PROBLEM DETAILS – Could you set down exactly the lines of the data below, starting at the one that holds "Each instance of the beige" and ending at the one that holds "Each instance of the dense", both included, and only those?

• • • • •

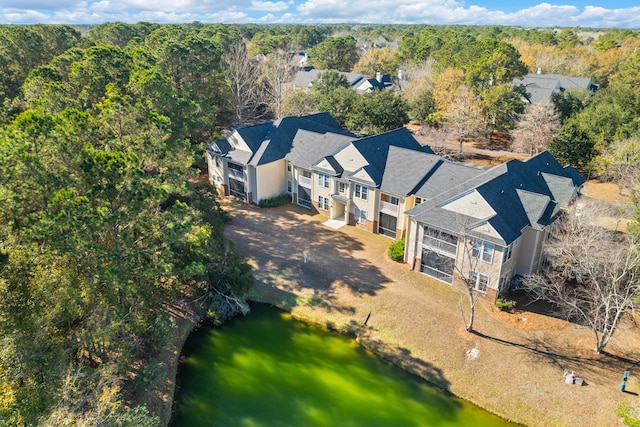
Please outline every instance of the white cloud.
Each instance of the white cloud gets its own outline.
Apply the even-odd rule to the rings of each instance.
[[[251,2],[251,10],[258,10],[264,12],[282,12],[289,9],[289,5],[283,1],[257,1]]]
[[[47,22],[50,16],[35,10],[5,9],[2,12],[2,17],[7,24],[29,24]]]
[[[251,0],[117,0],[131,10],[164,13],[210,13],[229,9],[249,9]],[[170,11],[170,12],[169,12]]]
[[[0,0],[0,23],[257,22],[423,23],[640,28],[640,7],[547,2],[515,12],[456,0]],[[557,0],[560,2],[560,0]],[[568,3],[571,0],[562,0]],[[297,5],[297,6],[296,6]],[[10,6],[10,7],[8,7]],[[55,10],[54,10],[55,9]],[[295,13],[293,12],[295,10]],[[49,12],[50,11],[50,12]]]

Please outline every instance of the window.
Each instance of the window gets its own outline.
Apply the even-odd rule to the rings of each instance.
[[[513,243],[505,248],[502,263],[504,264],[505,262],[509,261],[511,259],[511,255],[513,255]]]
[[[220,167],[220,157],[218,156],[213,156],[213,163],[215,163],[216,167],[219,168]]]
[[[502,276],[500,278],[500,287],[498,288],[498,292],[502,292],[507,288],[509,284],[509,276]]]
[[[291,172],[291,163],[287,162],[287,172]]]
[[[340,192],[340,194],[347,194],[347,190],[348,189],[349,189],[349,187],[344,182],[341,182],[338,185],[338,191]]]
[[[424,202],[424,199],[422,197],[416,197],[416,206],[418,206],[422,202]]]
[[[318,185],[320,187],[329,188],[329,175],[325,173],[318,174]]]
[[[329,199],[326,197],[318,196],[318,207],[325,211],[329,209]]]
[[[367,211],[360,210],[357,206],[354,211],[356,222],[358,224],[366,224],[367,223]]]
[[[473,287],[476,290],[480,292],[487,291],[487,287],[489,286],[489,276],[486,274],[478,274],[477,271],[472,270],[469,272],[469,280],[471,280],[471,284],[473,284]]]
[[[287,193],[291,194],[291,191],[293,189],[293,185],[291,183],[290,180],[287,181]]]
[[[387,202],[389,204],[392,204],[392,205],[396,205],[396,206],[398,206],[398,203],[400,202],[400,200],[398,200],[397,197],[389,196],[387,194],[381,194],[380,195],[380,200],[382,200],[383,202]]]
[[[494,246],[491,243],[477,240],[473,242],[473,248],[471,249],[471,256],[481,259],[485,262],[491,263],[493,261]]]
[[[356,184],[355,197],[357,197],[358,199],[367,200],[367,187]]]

• • • • •

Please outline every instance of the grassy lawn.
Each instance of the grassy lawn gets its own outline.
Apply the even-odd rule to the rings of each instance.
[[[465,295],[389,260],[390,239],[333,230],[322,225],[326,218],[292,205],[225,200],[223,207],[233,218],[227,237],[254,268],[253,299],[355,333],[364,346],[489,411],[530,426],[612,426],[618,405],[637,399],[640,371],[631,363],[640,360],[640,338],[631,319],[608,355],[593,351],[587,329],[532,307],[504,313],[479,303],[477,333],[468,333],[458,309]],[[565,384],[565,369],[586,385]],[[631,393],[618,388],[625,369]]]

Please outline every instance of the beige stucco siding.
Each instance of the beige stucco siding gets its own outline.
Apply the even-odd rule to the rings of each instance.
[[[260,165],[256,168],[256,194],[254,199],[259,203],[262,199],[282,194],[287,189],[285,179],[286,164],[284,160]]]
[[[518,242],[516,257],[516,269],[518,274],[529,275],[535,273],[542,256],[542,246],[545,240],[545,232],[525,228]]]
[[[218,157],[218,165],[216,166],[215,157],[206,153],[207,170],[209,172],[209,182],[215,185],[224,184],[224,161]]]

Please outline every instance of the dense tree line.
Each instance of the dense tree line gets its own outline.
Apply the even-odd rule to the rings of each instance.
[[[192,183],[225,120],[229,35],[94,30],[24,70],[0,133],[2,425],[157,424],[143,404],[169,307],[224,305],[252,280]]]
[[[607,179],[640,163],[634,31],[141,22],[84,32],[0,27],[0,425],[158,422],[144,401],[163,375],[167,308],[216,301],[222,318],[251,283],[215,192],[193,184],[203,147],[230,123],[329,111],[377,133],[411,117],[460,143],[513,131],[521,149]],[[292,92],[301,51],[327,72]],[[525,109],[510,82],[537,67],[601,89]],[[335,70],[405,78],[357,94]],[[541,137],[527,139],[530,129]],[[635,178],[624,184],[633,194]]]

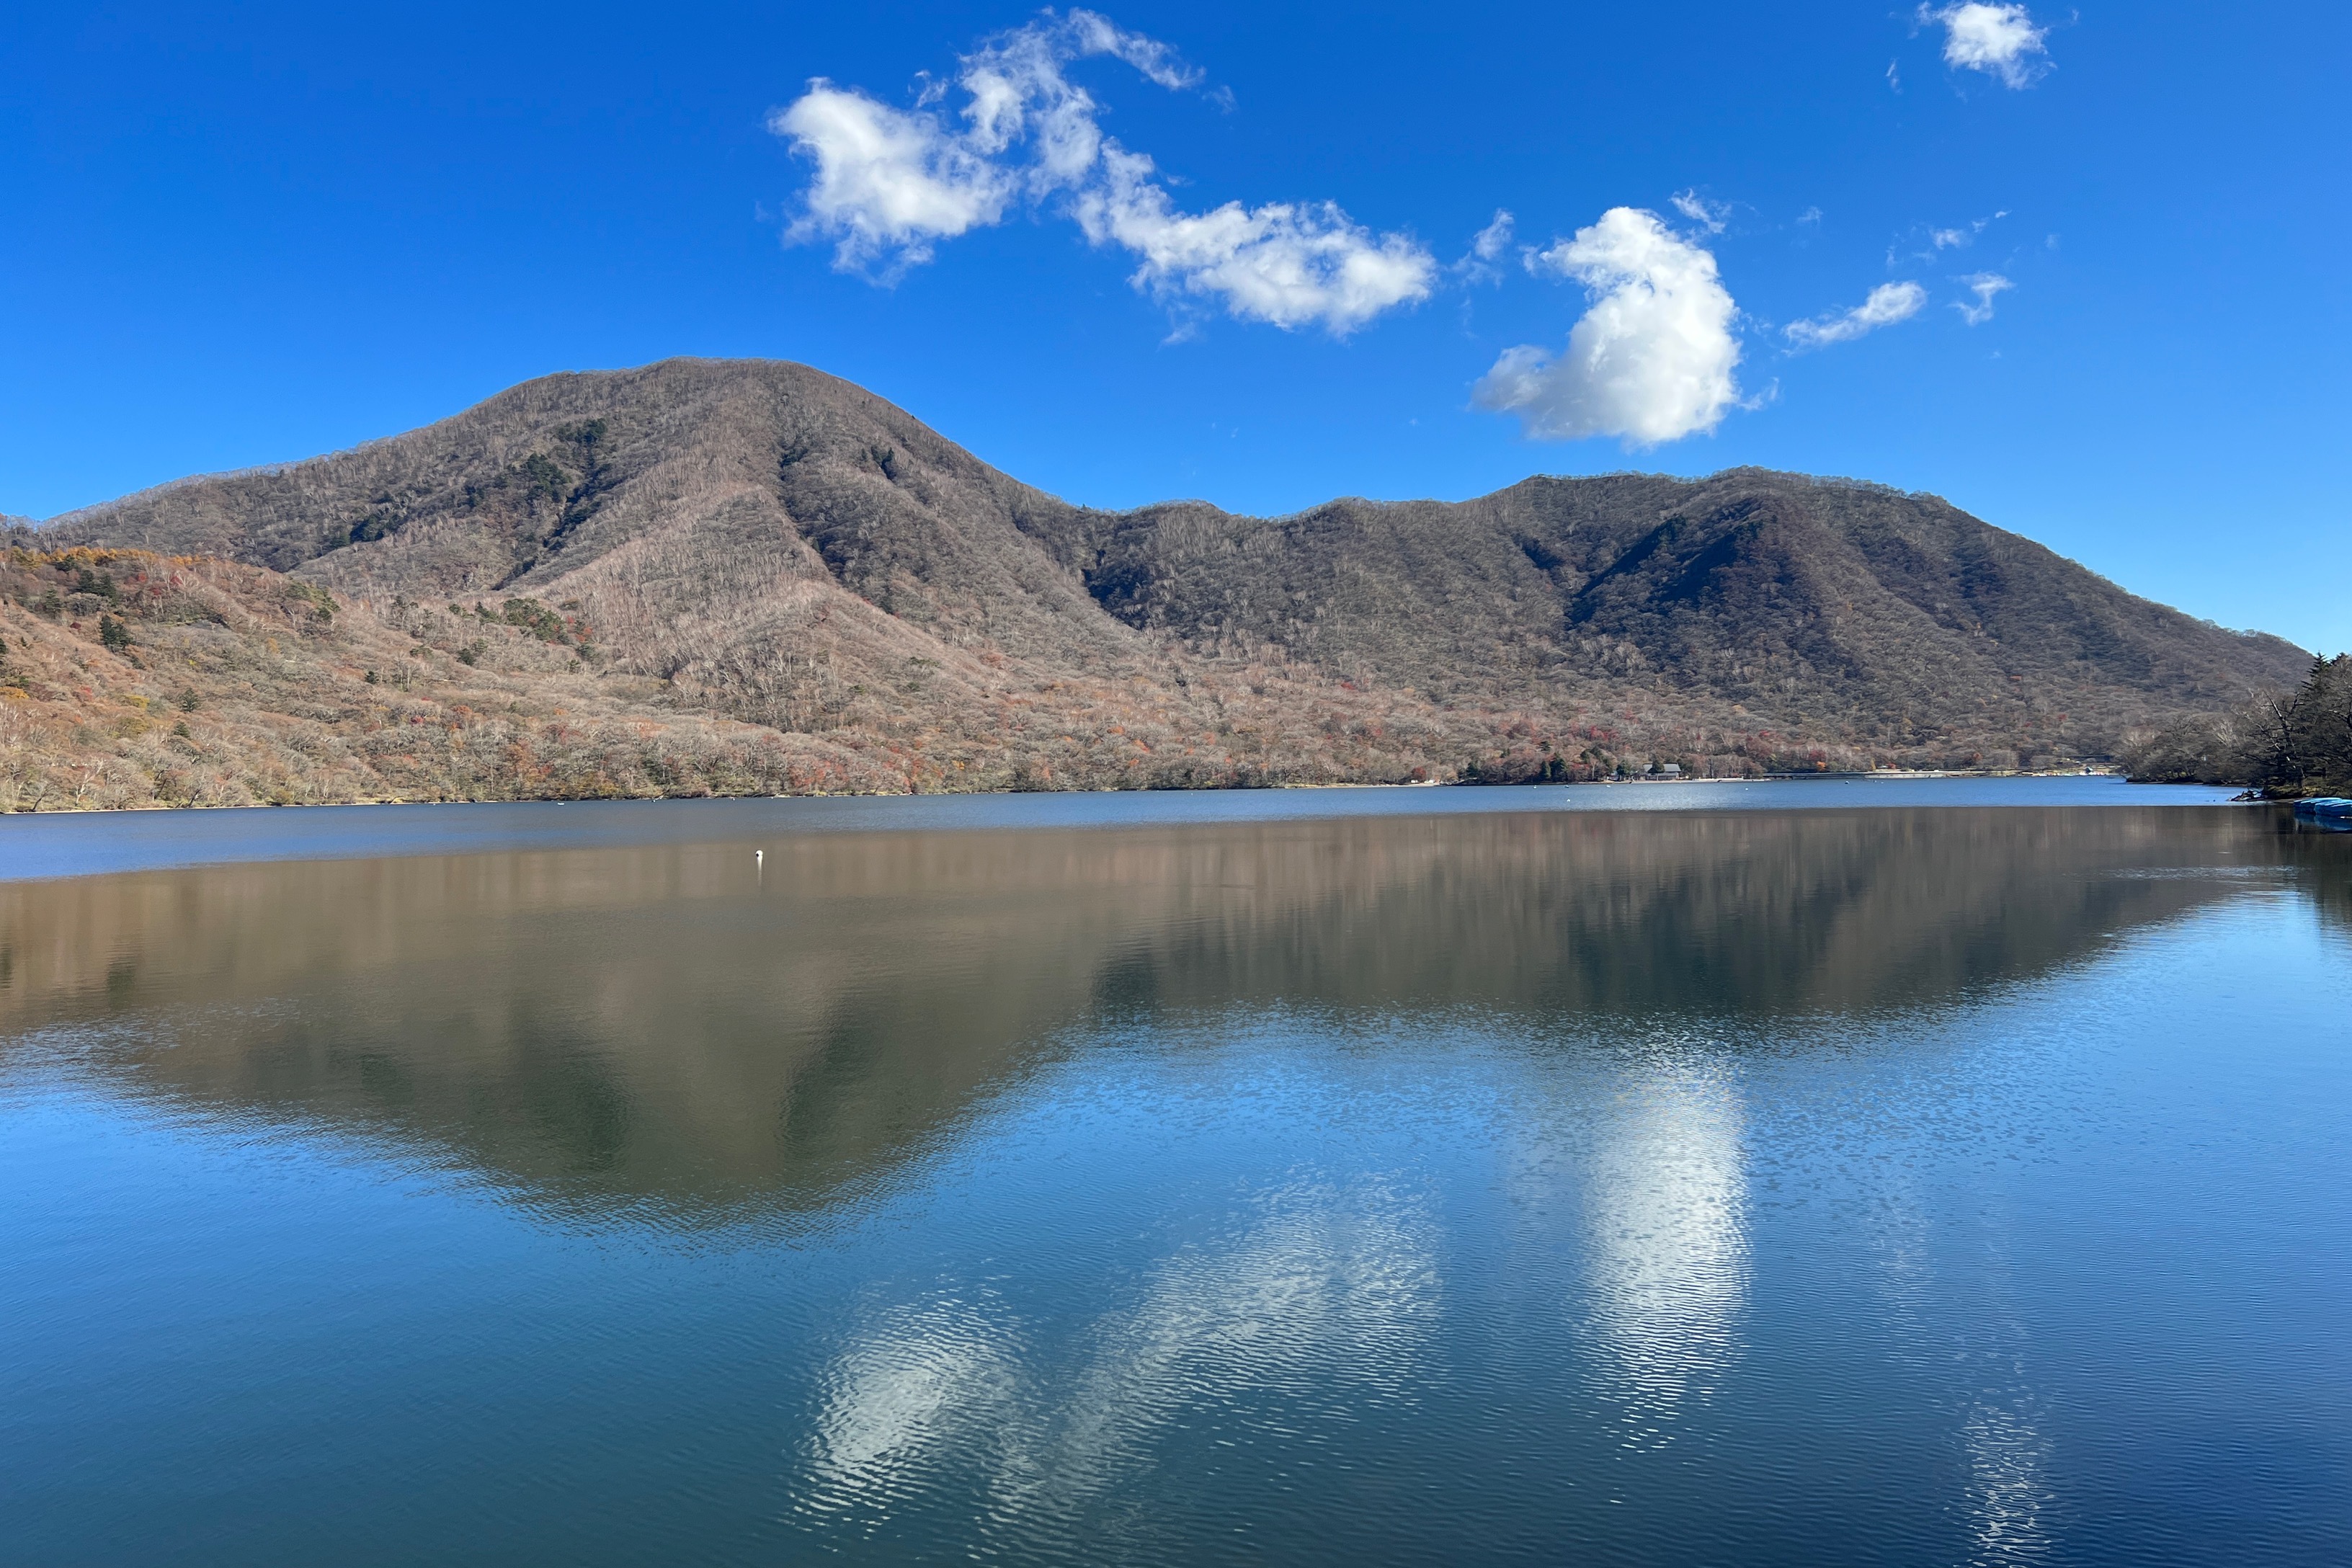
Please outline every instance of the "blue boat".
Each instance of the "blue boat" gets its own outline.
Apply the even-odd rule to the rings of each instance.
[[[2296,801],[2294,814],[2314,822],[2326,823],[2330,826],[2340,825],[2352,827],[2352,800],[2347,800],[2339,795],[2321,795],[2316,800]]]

• • • • •

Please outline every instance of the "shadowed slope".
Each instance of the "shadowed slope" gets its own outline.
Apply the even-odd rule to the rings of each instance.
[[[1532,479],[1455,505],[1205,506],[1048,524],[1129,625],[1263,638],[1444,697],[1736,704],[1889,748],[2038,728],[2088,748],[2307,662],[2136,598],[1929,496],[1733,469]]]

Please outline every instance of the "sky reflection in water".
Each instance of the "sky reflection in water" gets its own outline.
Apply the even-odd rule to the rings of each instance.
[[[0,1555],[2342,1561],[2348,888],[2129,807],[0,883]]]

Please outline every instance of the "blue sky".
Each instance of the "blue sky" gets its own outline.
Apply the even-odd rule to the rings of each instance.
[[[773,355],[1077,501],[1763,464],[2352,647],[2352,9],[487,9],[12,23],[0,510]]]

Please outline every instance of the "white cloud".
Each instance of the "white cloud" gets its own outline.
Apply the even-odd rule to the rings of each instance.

• • • • •

YOUR RESPONSE –
Each instance of the beige stucco siding gets its own outline.
Apply the even-odd rule to the rings of each instance.
[[[260,165],[256,168],[256,194],[254,199],[259,203],[262,199],[282,194],[287,189],[285,179],[286,164],[284,160]]]
[[[518,242],[516,257],[516,269],[518,274],[529,275],[535,273],[542,256],[542,246],[545,240],[545,232],[525,228]]]
[[[218,157],[218,165],[216,166],[215,157],[206,153],[207,170],[209,172],[209,182],[215,185],[224,184],[224,161]]]

Please outline every instance of the dense tree line.
Each instance of the dense tree line gets its own outline.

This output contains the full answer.